• EXTRACTED INFORMATION:
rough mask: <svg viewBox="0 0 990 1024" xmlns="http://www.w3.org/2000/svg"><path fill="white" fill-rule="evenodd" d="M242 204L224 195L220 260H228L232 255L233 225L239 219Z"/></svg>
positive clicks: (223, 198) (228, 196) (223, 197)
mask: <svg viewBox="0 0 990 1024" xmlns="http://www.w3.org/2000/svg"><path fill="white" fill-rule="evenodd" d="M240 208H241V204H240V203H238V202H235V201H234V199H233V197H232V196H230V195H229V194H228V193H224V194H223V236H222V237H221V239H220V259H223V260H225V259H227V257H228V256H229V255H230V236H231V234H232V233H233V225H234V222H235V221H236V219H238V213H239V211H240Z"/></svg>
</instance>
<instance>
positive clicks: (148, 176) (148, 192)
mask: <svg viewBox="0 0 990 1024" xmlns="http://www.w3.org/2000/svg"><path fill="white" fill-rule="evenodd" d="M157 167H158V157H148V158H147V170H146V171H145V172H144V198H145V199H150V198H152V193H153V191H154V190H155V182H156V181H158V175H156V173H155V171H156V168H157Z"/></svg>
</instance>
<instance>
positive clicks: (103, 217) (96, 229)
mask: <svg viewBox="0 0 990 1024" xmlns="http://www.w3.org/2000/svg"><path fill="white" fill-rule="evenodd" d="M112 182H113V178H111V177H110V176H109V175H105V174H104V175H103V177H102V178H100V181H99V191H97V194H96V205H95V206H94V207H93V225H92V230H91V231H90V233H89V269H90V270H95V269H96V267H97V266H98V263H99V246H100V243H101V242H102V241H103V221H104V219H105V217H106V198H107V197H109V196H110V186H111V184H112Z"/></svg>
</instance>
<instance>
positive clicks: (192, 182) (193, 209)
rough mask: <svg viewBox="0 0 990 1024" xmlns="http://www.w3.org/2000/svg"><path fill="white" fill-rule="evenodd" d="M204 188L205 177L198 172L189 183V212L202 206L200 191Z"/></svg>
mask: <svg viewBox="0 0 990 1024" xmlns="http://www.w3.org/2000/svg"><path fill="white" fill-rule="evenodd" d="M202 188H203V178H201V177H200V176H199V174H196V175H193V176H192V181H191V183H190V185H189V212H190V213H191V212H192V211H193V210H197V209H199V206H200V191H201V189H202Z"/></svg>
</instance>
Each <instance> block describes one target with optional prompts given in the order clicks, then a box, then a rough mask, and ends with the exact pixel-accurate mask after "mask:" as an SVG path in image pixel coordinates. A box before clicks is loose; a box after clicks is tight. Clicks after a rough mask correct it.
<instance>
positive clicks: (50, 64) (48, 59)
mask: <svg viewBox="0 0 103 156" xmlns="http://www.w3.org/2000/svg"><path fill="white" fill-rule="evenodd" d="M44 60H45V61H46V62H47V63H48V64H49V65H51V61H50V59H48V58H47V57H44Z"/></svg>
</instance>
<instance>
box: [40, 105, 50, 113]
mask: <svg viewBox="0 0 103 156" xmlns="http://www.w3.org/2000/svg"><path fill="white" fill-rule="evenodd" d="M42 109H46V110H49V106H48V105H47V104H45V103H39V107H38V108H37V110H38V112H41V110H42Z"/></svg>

• EXERCISE OBJECTIVE: Return all of the material precisely as written.

• SOLUTION:
rough mask: <svg viewBox="0 0 990 1024" xmlns="http://www.w3.org/2000/svg"><path fill="white" fill-rule="evenodd" d="M242 204L224 195L220 260H228L232 255L233 225L239 219Z"/></svg>
positive clicks: (223, 198) (228, 196) (223, 197)
mask: <svg viewBox="0 0 990 1024" xmlns="http://www.w3.org/2000/svg"><path fill="white" fill-rule="evenodd" d="M240 208H241V204H240V203H238V202H235V201H234V199H233V197H232V196H230V195H229V194H228V193H224V194H223V236H222V237H221V239H220V259H223V260H225V259H227V257H228V256H229V255H230V236H231V234H232V233H233V225H234V222H235V221H236V219H238V213H239V211H240Z"/></svg>
</instance>
<instance>
positive clicks: (148, 176) (148, 192)
mask: <svg viewBox="0 0 990 1024" xmlns="http://www.w3.org/2000/svg"><path fill="white" fill-rule="evenodd" d="M157 167H158V157H148V158H147V170H146V171H145V172H144V198H145V199H150V198H152V193H153V191H154V190H155V182H156V181H158V175H156V173H155V171H156V168H157Z"/></svg>
</instance>
<instance>
positive clicks: (103, 217) (96, 229)
mask: <svg viewBox="0 0 990 1024" xmlns="http://www.w3.org/2000/svg"><path fill="white" fill-rule="evenodd" d="M112 182H113V178H111V177H110V176H109V175H105V174H104V175H103V177H102V178H100V181H99V191H97V194H96V205H95V206H94V207H93V225H92V230H91V231H90V233H89V269H90V270H95V269H96V267H97V266H98V263H99V246H100V243H101V242H102V241H103V221H104V219H105V217H106V198H107V197H109V196H110V186H111V184H112Z"/></svg>
</instance>
<instance>
positive clicks: (192, 182) (193, 209)
rough mask: <svg viewBox="0 0 990 1024" xmlns="http://www.w3.org/2000/svg"><path fill="white" fill-rule="evenodd" d="M204 188L205 177L198 172L189 183V212L202 206L200 191Z"/></svg>
mask: <svg viewBox="0 0 990 1024" xmlns="http://www.w3.org/2000/svg"><path fill="white" fill-rule="evenodd" d="M202 188H203V178H201V177H200V176H199V174H196V175H193V176H192V181H191V183H190V185H189V212H190V213H191V212H192V211H193V210H197V209H199V206H200V191H201V189H202Z"/></svg>
</instance>
Each <instance> block describes one target with optional prompts given in the order clicks, then a box, then a rough mask, and ends with the exact pixel-accurate mask after "mask:" as an SVG path in image pixel coordinates. A box before clicks is loose; a box after clicks is tight. Clicks after a rough mask correct it.
<instance>
positive clicks: (50, 64) (48, 59)
mask: <svg viewBox="0 0 103 156" xmlns="http://www.w3.org/2000/svg"><path fill="white" fill-rule="evenodd" d="M44 60H45V61H46V62H47V63H48V64H49V65H51V61H50V59H48V58H47V57H44Z"/></svg>
</instance>
<instance>
box: [40, 105, 50, 113]
mask: <svg viewBox="0 0 103 156" xmlns="http://www.w3.org/2000/svg"><path fill="white" fill-rule="evenodd" d="M42 109H46V110H49V106H48V105H47V104H45V103H39V107H38V108H37V110H38V112H41V110H42Z"/></svg>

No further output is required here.